Work instruction 1: In the IDEAL post, what draws the uncle to the restaurant?
Work instruction 2: Translate this sentence from the IDEAL post into Spanish: "With wide-set capitals it declares itself IDEAL."
Work instruction 3: List every food that the IDEAL post asks whether it would "go down easier when served by nubiles."

Thursday, June 21, 2012

I D E A L


I like to remind everyone I meet that swallowing is not natural. A characteristically exasperating conversational habit, especially during meals, which is just when I bring it up. Like saying during coitus that biological imperatives have no intrinsic normative force. Mood breaks when necessity falls away (and with clunky academic diction). When small you can choose not to swallow. You would starve.

It's preferable to glide over such things. Pleasure in spinning the primal. The centrifical force of the everyday considerable; it's a wonder we aren't always dizzy. A restaurant on the beach in Santa Cruz endeavors to fling its customers into the breakers. With wide-set capitals it declares itself IDEAL. Its menu more specific, the cover a black and white photo of a shapely woman in a bathing suit, holding a tall salmon in each hand, her pose bent at one knee, her eyes smiling (as the photographed must be). My uncle, drawn by the $4.95 breakfast special, says "look at the size of those salmon." Inside the restaurant the gaze is deflected in the same way. Look at the size of those plates (carried by waitresses no older than eighteen in mandatory short shorts). One jump over two messes. Do greasy eggs, potatoes, and bacon go down easier when served by nubiles? That would be IDEAL, crossing its fingers.

[Items from a data source]
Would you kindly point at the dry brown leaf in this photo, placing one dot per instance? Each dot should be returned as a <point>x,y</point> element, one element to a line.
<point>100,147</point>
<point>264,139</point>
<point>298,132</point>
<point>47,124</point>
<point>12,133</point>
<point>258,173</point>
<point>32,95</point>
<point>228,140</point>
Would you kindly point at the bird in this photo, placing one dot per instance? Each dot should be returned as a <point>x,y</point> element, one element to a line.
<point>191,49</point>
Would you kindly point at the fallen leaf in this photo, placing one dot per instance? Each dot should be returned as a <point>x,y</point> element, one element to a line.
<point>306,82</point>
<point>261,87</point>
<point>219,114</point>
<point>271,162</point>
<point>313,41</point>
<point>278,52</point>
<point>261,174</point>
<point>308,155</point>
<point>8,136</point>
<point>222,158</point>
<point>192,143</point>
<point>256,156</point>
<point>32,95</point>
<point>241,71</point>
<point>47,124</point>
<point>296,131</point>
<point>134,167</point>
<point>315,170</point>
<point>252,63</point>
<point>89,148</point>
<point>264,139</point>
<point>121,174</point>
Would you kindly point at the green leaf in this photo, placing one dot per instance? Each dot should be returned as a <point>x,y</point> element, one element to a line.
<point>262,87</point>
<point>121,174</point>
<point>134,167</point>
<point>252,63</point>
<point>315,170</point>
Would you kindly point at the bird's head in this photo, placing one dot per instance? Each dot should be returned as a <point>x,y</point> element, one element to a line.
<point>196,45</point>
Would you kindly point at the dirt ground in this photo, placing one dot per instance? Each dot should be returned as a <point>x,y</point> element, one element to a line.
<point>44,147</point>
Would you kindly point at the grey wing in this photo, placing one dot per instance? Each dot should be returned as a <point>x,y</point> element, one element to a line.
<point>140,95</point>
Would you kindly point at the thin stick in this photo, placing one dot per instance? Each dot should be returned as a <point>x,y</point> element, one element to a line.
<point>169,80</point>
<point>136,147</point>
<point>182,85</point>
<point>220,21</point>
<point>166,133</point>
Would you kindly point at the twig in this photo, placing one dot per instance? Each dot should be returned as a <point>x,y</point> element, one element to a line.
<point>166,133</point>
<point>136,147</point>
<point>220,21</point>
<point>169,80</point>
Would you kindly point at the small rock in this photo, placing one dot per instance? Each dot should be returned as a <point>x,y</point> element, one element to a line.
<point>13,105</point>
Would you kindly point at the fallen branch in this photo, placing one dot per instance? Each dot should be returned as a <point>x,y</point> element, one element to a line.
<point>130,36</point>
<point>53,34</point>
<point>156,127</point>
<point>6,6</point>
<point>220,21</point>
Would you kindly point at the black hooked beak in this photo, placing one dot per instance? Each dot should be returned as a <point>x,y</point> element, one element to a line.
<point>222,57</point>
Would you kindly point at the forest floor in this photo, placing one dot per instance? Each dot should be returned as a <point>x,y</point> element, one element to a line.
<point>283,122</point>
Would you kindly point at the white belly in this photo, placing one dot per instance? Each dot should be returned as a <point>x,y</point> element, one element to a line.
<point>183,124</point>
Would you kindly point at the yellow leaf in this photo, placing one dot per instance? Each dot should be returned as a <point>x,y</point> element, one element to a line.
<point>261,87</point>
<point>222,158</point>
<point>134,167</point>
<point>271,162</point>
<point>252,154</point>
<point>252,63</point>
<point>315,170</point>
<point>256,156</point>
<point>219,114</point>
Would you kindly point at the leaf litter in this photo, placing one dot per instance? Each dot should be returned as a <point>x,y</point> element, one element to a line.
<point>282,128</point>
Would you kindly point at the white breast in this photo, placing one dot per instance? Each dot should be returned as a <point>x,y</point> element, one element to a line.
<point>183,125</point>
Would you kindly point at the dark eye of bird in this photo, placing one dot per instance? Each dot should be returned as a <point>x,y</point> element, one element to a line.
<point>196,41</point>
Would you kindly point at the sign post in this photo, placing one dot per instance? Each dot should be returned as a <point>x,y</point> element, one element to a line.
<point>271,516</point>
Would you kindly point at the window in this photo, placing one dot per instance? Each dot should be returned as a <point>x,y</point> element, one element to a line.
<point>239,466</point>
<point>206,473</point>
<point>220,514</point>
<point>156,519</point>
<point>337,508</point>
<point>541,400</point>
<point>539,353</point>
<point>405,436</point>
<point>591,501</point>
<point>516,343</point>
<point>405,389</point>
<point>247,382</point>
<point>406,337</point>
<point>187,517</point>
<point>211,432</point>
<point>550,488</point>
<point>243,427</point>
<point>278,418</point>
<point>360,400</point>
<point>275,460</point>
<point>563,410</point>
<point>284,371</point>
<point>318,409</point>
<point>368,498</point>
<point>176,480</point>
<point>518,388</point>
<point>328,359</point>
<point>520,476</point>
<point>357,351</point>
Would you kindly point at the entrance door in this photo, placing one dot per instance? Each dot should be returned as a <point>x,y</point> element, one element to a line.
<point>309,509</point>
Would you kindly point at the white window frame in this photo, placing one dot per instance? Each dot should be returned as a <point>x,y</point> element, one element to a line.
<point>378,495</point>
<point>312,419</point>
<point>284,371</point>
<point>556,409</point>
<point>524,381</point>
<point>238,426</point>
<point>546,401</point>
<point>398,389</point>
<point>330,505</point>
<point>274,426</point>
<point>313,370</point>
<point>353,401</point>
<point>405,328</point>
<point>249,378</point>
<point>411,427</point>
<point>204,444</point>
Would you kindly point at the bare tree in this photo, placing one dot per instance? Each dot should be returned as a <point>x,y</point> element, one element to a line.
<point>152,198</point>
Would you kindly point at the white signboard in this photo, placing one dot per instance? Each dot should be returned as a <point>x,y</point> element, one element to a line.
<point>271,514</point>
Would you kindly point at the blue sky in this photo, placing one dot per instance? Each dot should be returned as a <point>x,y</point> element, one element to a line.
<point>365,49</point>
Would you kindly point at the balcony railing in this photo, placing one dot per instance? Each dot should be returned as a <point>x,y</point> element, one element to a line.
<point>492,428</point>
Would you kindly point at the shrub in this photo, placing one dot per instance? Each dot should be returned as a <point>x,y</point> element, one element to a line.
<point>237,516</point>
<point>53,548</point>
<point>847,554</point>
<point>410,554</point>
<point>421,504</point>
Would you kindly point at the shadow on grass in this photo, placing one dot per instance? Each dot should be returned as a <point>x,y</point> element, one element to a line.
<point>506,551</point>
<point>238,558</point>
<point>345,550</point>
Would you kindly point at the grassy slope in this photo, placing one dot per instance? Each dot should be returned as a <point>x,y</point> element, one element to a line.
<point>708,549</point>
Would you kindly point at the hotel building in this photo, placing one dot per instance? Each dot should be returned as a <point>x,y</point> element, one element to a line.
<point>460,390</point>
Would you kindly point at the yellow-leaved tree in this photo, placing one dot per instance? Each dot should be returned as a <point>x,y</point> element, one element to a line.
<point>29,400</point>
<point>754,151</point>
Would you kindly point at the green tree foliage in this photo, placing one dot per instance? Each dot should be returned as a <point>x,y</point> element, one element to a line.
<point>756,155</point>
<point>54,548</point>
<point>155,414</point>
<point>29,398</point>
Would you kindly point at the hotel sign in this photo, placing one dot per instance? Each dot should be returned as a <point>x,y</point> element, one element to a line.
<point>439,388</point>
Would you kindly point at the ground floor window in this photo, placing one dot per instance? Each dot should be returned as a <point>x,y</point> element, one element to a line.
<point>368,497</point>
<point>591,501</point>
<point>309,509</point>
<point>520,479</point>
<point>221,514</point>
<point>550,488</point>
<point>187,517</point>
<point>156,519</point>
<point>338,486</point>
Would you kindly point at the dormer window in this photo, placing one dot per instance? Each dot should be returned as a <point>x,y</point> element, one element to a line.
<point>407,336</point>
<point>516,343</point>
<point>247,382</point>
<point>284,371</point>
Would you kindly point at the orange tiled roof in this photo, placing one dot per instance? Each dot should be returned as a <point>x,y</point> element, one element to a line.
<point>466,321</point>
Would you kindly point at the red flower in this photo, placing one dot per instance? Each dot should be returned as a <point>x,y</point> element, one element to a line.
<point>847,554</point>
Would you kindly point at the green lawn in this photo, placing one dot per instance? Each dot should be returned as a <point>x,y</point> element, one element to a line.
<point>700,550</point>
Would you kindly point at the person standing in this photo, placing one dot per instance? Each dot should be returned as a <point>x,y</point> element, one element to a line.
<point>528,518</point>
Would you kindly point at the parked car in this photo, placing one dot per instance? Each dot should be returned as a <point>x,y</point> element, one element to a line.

Your response 1: The $4.95 breakfast special.

Your response 2: Con mayúsculas muy espaciadas, se declara IDEAL.

Your response 3:
Greasy eggs
Potatoes
Bacon